### WORK TO BE COMPLETED:
From the line containing "Now, which portion of the image is the grass" through the final line of the records, reproduce every line exactly.
##########
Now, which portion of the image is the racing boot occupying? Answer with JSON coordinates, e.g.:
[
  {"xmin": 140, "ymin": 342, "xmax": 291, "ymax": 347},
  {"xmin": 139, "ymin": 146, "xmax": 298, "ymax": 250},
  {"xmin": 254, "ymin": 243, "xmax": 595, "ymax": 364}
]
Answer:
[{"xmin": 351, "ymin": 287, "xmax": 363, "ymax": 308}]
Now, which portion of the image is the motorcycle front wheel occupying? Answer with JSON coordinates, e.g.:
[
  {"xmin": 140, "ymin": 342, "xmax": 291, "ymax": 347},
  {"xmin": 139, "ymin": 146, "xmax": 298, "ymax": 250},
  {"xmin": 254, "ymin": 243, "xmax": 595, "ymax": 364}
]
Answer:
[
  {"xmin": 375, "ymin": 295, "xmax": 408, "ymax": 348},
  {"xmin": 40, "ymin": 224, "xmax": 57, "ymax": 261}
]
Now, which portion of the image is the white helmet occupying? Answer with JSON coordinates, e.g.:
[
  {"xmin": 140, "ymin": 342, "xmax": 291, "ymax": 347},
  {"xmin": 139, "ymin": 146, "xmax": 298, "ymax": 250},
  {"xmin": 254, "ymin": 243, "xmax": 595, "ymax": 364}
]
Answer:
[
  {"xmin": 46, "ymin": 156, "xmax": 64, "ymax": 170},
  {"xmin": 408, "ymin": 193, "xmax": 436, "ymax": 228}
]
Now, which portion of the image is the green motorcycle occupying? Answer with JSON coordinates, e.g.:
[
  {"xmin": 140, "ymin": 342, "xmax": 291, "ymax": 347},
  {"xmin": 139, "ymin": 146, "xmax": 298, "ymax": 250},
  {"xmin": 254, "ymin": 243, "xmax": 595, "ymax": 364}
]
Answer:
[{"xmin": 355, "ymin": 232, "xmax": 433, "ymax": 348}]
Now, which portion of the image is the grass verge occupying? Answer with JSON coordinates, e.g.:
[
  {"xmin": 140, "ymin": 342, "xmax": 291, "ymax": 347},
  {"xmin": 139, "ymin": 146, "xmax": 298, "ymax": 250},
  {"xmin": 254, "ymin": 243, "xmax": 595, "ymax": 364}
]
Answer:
##########
### WRITTEN RESPONSE:
Now, which portion of the image is the grass verge occupying? Answer with JSON coordinates, e.g.:
[
  {"xmin": 140, "ymin": 342, "xmax": 291, "ymax": 347},
  {"xmin": 139, "ymin": 146, "xmax": 298, "ymax": 250},
  {"xmin": 254, "ymin": 243, "xmax": 595, "ymax": 364}
]
Answer:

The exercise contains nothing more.